_GIVEN EXERCISE_
Recast each line of the rows below as a Markdown table with the columns Line and Content, numbering the lines and skipping the blank ones. Leave the pictures out.

=== GIVEN DATA ===

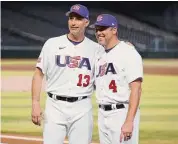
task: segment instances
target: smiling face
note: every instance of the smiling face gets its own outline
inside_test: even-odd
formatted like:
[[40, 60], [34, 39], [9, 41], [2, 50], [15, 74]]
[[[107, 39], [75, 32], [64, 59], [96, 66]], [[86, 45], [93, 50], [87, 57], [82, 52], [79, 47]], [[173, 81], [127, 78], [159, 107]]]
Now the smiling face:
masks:
[[107, 46], [111, 39], [117, 35], [117, 28], [114, 27], [96, 26], [95, 31], [96, 39], [102, 46]]
[[86, 27], [89, 24], [89, 20], [83, 18], [76, 13], [69, 14], [68, 27], [72, 35], [78, 36], [85, 32]]

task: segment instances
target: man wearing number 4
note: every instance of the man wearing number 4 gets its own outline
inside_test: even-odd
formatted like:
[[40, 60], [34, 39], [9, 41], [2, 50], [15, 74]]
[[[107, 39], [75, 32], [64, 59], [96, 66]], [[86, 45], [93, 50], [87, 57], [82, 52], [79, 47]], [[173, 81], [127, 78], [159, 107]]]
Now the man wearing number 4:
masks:
[[95, 63], [104, 48], [85, 37], [88, 9], [80, 4], [67, 13], [69, 34], [44, 44], [32, 80], [32, 121], [41, 124], [40, 91], [46, 77], [44, 144], [90, 144], [93, 129], [91, 95]]
[[132, 44], [118, 40], [114, 16], [99, 15], [94, 27], [106, 51], [95, 71], [100, 143], [138, 144], [142, 58]]

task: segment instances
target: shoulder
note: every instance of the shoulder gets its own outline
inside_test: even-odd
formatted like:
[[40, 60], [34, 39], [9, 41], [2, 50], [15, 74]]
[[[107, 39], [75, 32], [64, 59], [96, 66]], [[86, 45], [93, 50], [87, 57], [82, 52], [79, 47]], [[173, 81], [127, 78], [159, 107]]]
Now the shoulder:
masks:
[[65, 39], [65, 35], [49, 38], [46, 43], [54, 43]]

===

_RESULT OF THE TASK_
| Line | Content |
|---|---|
| 1 | task: segment instances |
| 2 | target: smiling face |
| 3 | note: every instance of the smiling face gets its own outline |
| 4 | inside_test: even-odd |
| 5 | formatted like: |
| 6 | [[40, 60], [34, 39], [9, 41], [2, 50], [15, 74]] |
| 7 | [[[107, 39], [75, 32], [64, 59], [96, 66]], [[86, 45], [93, 50], [87, 57], [82, 52], [79, 47]], [[173, 81], [127, 78], [159, 107]]] |
| 8 | Now the smiling face: |
| 9 | masks: |
| 10 | [[107, 46], [111, 39], [117, 35], [117, 28], [114, 27], [96, 26], [95, 31], [96, 39], [102, 46]] |
| 11 | [[86, 27], [89, 24], [89, 20], [83, 18], [76, 13], [69, 14], [68, 27], [72, 35], [78, 36], [85, 32]] |
| 12 | task: segment instances |
| 13 | target: man wearing number 4 |
| 14 | note: every instance of the man wearing number 4 gets its own outline |
| 15 | inside_test: even-odd |
| 16 | formatted like: |
| 17 | [[40, 60], [34, 39], [9, 41], [2, 50], [15, 74]] |
| 18 | [[[107, 39], [75, 32], [64, 59], [96, 66]], [[86, 45], [93, 50], [87, 57], [82, 52], [79, 47]], [[173, 81], [127, 78], [159, 107]]] |
| 19 | Now the man wearing number 4: |
| 20 | masks: |
| 21 | [[95, 63], [104, 48], [85, 37], [88, 9], [80, 4], [67, 13], [69, 34], [44, 44], [32, 80], [32, 121], [41, 124], [40, 91], [46, 77], [44, 144], [90, 144], [93, 129], [91, 95]] |
| 22 | [[132, 44], [118, 40], [114, 16], [99, 15], [94, 27], [106, 51], [95, 71], [100, 143], [138, 144], [142, 58]] |
| 23 | task: segment instances |
| 24 | target: shoulder |
| 25 | note: every instance of the shoulder gets its own outline |
| 26 | inside_test: even-odd |
| 27 | formatted like: |
| 28 | [[40, 60], [34, 39], [9, 41], [2, 50], [15, 74]] |
| 29 | [[[107, 39], [75, 32], [64, 59], [96, 66]], [[86, 45], [93, 50], [87, 57], [82, 52], [79, 47]], [[173, 81], [127, 78], [159, 107]]] |
| 30 | Now the shoulder: |
| 31 | masks: |
| 32 | [[65, 39], [65, 35], [49, 38], [46, 43], [54, 43]] |